My Lords, at the risk of lowering the tone even further, perhaps I may just take us back and slightly challenge the noble Lord, Lord Walton, which I do not normally do. I also took the Human Tissue Act through this House. I am well seized of the circumstances that we faced then. At the time, I was bombarded by the research community with their concerns about setting up that body and whether it would be another obstacle to research. They recognised that this country had to do something in legislation in terms of the EU directive on human tissue. We were caught between a rock and a hard place. We had to do something about the EU directive; we had all the concerns about what had happened in Liverpool; but we were also conscious that we needed to ensure that we did not put another set of barriers in the way of medical research.

-- -- --

▶ **USING THE INFORMATION**:
1. Using the speech about the Human Tissue Act above, say whether each statement agrees with it: (a) The speaker often challenges Lord Walton. (b) The research community worried that the new body might be another obstacle to research. (c) The speaker says the country could have left the EU directive aside. Give yes or no for each, with the deciding words quoted.
2. In the speech about the Human Tissue Act, which city does the speaker name as the place where events had caused concern?
3. Write the next few sentences of the speech about the Human Tissue Act, in the same voice.

▶ **DATASET CONTENT**:

-- -- --

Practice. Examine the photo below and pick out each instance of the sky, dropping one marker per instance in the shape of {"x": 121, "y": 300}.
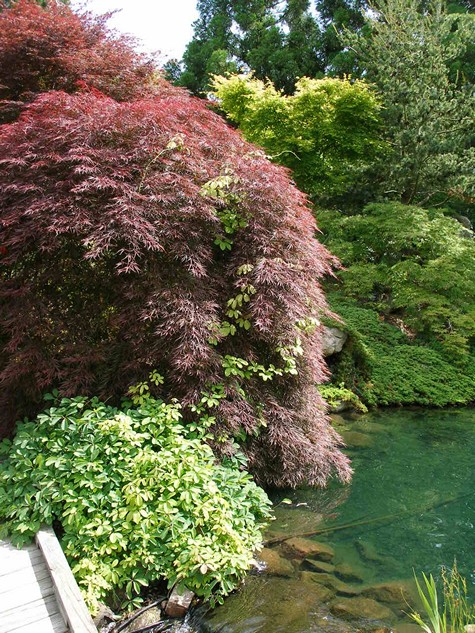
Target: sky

-- -- --

▶ **ANSWERS**:
1.
(a) No: "which I do not normally do"
(b) Yes: "whether it would be another obstacle to research"
(c) No: "We had to do something about the EU directive"

2. Liverpool.

3.
When we were considering the merger of the Human Tissue Authority and the HFEA we were very strongly of the view—which is very similar to what the noble Lord, Lord Patel, has said—that there was not a great deal of difference between the nature, if I may put it that way, of the matter being used for research under the aegis of those two regulatory bodies. In some cases, human tissues were themselves living cells being used for research, and we did not regard that as fundamentally a different type of matter from the one that is regulated for research purposes by the HFEA. I cannot even brag of an O-level in science—“Shame on you, Warner”,
says Michael Gove. But in my lay view we had a situation where the advice we got from the scientists was that having two bodies was likely to be a greater impediment. There was a case on savings grounds—back-office services etc; the kind of issues that the noble Lord, Lord Willis, mentioned in his letter to the Times—but there was also a science argument for putting the two bodies together.